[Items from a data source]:
▽

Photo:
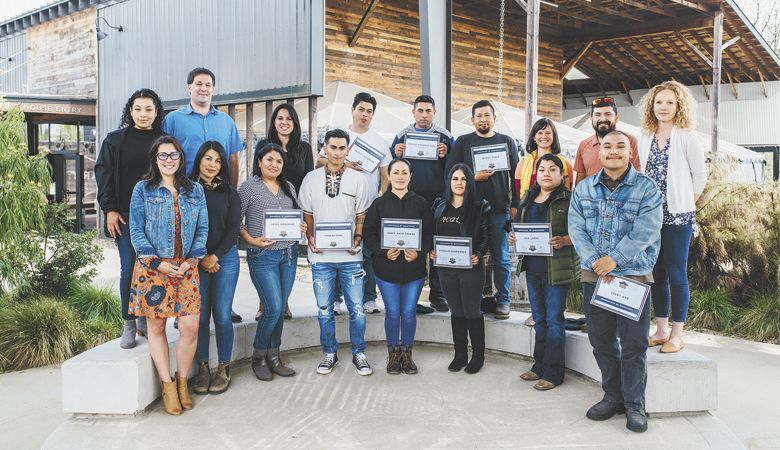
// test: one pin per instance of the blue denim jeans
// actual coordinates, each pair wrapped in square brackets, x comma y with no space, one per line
[547,305]
[216,293]
[126,263]
[350,275]
[671,273]
[273,274]
[400,309]
[623,363]
[499,251]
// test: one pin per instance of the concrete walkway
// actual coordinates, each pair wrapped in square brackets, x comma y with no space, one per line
[432,409]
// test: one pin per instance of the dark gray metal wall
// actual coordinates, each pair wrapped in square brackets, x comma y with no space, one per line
[13,73]
[258,49]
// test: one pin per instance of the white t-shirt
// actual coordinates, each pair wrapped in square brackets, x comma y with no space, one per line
[378,142]
[351,201]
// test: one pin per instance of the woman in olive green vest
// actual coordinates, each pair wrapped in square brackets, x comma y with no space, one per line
[548,277]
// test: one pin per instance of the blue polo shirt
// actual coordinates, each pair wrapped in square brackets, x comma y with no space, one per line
[192,129]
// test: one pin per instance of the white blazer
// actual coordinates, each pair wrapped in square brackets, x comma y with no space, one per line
[687,172]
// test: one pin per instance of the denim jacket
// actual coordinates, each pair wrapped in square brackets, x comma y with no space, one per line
[152,222]
[624,224]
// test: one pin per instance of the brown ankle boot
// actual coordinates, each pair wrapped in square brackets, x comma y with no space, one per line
[171,403]
[184,393]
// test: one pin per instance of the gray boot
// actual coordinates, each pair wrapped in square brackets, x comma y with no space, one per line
[260,366]
[128,335]
[276,364]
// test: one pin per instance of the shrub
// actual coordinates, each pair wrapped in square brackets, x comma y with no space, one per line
[712,309]
[36,333]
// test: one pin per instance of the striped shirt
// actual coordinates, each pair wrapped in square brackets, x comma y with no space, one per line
[255,199]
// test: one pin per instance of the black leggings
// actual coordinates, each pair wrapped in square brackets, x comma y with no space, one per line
[463,290]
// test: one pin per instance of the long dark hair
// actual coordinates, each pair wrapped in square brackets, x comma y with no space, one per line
[294,150]
[206,146]
[153,177]
[541,124]
[534,191]
[127,118]
[283,183]
[470,209]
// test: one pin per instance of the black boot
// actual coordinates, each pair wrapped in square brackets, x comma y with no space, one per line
[460,339]
[476,329]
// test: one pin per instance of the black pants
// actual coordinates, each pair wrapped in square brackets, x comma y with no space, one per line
[463,289]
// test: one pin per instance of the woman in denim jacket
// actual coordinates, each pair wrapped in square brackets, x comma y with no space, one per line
[168,229]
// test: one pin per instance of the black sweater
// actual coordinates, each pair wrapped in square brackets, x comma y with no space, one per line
[389,206]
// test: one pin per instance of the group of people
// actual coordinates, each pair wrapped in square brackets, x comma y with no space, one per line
[167,187]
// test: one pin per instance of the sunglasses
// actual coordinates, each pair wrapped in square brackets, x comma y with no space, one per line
[173,156]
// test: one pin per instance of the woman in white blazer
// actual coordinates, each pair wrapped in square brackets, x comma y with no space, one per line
[671,154]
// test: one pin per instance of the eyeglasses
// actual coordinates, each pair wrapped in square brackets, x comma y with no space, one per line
[602,100]
[175,156]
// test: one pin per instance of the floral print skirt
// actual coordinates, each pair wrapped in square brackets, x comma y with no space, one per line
[155,295]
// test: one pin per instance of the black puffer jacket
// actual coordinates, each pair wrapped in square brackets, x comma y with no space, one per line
[389,206]
[480,232]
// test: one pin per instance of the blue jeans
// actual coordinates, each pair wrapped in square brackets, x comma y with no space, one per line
[671,273]
[623,363]
[126,263]
[499,251]
[400,309]
[547,305]
[273,274]
[350,275]
[216,293]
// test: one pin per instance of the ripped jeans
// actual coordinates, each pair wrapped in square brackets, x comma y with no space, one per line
[350,274]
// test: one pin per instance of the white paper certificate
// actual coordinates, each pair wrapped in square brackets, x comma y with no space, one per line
[422,146]
[533,238]
[401,233]
[452,252]
[622,296]
[333,235]
[283,224]
[490,157]
[368,157]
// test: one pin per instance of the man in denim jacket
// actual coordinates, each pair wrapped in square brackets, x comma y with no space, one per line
[615,224]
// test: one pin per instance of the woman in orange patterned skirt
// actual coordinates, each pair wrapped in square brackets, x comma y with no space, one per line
[168,229]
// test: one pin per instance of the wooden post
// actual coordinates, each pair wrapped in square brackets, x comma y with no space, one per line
[531,63]
[716,65]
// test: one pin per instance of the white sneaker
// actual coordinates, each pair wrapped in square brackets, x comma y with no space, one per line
[361,364]
[370,307]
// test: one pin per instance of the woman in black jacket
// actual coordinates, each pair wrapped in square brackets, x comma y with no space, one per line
[400,273]
[122,162]
[462,214]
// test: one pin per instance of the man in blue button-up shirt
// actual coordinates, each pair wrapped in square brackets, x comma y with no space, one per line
[615,225]
[200,121]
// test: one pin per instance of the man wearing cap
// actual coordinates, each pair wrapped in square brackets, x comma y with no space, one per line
[603,118]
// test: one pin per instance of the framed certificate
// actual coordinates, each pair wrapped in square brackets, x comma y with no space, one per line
[452,252]
[490,157]
[533,238]
[421,146]
[368,157]
[283,224]
[622,296]
[402,233]
[333,235]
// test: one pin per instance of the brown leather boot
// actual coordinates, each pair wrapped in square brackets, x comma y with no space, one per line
[184,392]
[171,403]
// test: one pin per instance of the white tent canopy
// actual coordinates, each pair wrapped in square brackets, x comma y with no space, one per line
[750,164]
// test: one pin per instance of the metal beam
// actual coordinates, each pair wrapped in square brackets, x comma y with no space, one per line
[362,24]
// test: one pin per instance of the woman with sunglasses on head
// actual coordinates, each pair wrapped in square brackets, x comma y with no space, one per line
[400,273]
[168,228]
[284,129]
[272,264]
[219,269]
[123,160]
[461,214]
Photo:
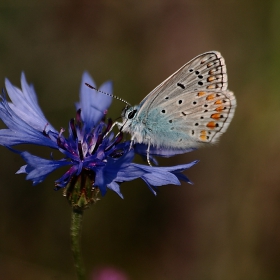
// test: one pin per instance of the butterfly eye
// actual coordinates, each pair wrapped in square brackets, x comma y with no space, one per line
[131,114]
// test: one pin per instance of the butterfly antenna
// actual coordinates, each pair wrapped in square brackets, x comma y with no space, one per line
[106,93]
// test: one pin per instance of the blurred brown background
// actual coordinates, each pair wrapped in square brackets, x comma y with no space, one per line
[226,226]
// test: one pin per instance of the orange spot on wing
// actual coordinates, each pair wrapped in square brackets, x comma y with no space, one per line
[215,116]
[203,137]
[219,109]
[211,125]
[211,96]
[203,132]
[210,79]
[218,102]
[201,93]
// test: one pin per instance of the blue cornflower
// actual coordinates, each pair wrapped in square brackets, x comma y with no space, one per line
[96,158]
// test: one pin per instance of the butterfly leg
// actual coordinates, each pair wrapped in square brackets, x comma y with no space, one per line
[114,124]
[131,144]
[148,153]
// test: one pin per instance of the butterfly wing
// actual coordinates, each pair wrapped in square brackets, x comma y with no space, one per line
[206,71]
[192,106]
[191,119]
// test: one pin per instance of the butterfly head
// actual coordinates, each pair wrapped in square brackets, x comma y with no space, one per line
[129,113]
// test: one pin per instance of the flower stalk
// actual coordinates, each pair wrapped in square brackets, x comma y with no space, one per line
[75,233]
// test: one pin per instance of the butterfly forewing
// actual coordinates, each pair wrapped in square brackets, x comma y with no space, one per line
[191,107]
[205,72]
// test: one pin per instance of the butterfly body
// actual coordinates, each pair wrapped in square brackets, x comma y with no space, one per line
[190,108]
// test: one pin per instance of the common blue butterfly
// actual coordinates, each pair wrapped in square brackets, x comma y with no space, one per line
[190,108]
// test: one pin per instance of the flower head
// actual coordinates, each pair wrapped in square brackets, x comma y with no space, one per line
[96,158]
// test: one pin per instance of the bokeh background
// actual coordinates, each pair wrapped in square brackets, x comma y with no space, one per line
[227,225]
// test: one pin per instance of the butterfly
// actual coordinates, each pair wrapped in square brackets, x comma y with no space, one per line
[190,108]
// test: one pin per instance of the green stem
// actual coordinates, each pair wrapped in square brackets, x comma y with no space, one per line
[76,224]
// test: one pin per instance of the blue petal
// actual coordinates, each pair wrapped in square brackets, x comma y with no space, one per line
[107,174]
[93,104]
[116,188]
[38,168]
[141,149]
[25,105]
[19,131]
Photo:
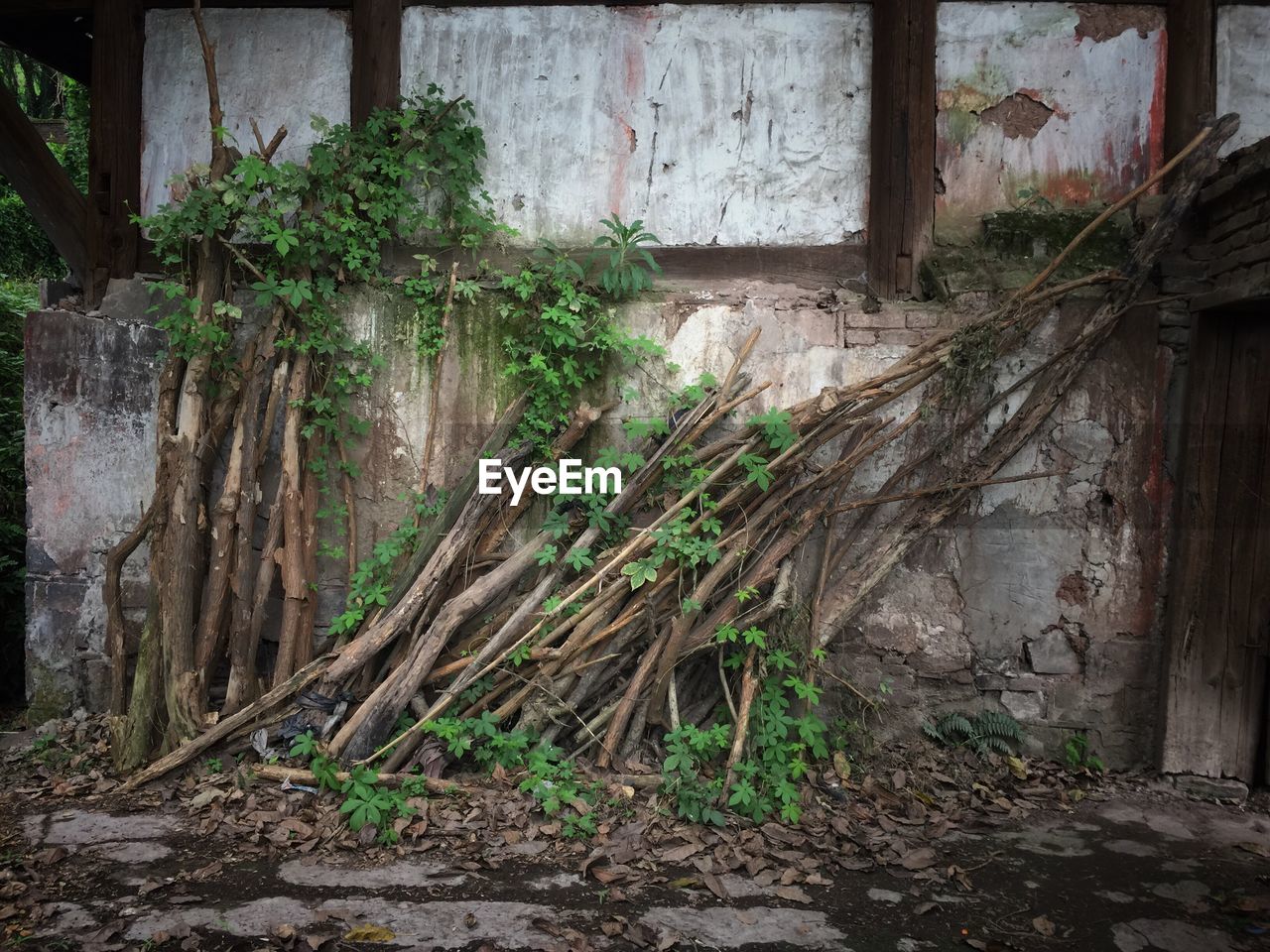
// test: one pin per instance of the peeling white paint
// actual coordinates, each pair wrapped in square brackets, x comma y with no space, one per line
[280,67]
[1105,100]
[716,125]
[1243,71]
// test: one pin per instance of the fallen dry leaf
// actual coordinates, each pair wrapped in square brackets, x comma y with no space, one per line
[370,933]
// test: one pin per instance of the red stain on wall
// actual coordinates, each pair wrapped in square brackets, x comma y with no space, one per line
[633,45]
[1156,114]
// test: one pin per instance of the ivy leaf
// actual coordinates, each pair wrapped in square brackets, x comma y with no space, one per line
[639,572]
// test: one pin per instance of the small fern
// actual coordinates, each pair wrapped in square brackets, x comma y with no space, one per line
[987,731]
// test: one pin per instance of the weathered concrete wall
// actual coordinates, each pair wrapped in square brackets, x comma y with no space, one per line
[1040,598]
[1042,595]
[1064,102]
[89,409]
[1243,71]
[716,125]
[280,67]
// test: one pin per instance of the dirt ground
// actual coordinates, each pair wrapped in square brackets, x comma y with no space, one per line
[1129,867]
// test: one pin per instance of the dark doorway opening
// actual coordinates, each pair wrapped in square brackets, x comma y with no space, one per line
[1218,599]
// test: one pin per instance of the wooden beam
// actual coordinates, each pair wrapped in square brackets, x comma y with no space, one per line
[44,185]
[376,76]
[1191,70]
[114,144]
[902,145]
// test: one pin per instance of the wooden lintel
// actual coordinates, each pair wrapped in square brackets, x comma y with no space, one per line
[902,145]
[44,185]
[376,71]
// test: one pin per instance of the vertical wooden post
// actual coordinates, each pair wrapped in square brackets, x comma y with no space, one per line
[376,76]
[1191,70]
[902,144]
[114,144]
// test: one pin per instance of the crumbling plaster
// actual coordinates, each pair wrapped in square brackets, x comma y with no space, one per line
[1052,102]
[1243,71]
[717,125]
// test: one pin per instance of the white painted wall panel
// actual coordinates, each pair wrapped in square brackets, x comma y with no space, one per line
[1091,76]
[1243,70]
[716,125]
[277,66]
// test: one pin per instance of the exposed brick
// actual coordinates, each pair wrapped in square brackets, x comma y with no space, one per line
[908,338]
[1238,221]
[922,318]
[887,317]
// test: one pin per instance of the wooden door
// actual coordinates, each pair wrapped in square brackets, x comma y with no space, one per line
[1218,598]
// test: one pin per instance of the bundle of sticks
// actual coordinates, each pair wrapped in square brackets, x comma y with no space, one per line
[598,660]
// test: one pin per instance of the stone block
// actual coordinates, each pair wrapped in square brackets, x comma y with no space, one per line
[1211,787]
[866,338]
[921,320]
[888,317]
[905,338]
[1024,706]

△

Give exactly the lines from the one with "the wooden door" to the end of the entries, nothing before them.

[Answer]:
// test: one pin per instance of the wooden door
// actual coordinates, each pair wrapped in square brackets, x comma y with no space, one per line
[1218,598]
// test: one pin per instance of the bundle of sticks
// actual coordinates, each pair wrapped in square brackets, x comma y with no space, one per line
[598,660]
// test: one pin per instance of the stone block
// actual coordinates, each pair wrapped in square brackets, x comma y with no space, one per line
[1211,787]
[866,338]
[921,320]
[888,317]
[905,338]
[1024,706]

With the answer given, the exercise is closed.